▶ _MATERIALS PROVIDED_
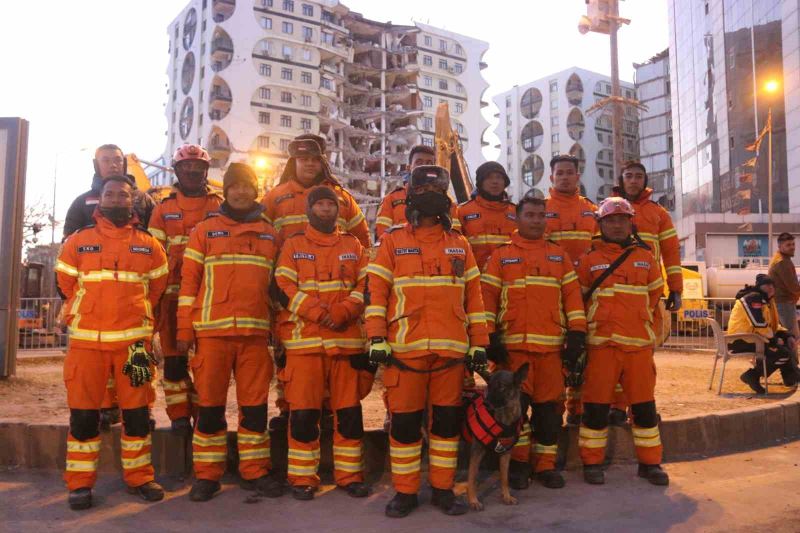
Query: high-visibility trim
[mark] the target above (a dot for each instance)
(67, 269)
(89, 446)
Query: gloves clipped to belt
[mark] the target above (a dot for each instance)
(137, 367)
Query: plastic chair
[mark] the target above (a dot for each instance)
(725, 354)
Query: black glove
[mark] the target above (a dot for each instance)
(137, 367)
(360, 361)
(496, 352)
(673, 301)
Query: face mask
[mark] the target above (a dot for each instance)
(429, 203)
(119, 216)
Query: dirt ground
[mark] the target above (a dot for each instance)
(37, 395)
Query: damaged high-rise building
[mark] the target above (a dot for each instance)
(245, 77)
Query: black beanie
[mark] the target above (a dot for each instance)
(239, 173)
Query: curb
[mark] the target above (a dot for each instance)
(43, 446)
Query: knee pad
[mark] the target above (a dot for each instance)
(446, 421)
(136, 421)
(211, 420)
(350, 422)
(644, 414)
(546, 423)
(84, 424)
(407, 427)
(176, 368)
(595, 415)
(254, 418)
(304, 424)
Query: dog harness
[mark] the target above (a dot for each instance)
(481, 425)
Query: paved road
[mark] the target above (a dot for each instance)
(747, 492)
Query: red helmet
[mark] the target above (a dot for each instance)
(614, 205)
(189, 152)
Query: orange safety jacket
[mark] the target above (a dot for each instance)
(620, 310)
(113, 278)
(392, 212)
(425, 294)
(532, 295)
(654, 226)
(172, 221)
(286, 209)
(316, 269)
(570, 222)
(486, 225)
(225, 279)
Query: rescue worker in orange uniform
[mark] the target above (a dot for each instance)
(425, 314)
(223, 306)
(113, 274)
(488, 219)
(533, 306)
(622, 285)
(173, 219)
(392, 211)
(321, 276)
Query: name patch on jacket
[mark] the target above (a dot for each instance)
(407, 251)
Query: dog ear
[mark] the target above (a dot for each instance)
(521, 374)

▶ _AIM OF THE EXERCISE_
Whenever a line of the records holds the string "orange", pick it out and copy it.

▶ _ANSWER FOR THIS EXERCISE_
Query: orange safety jacket
Query: rescue worker in orange uniform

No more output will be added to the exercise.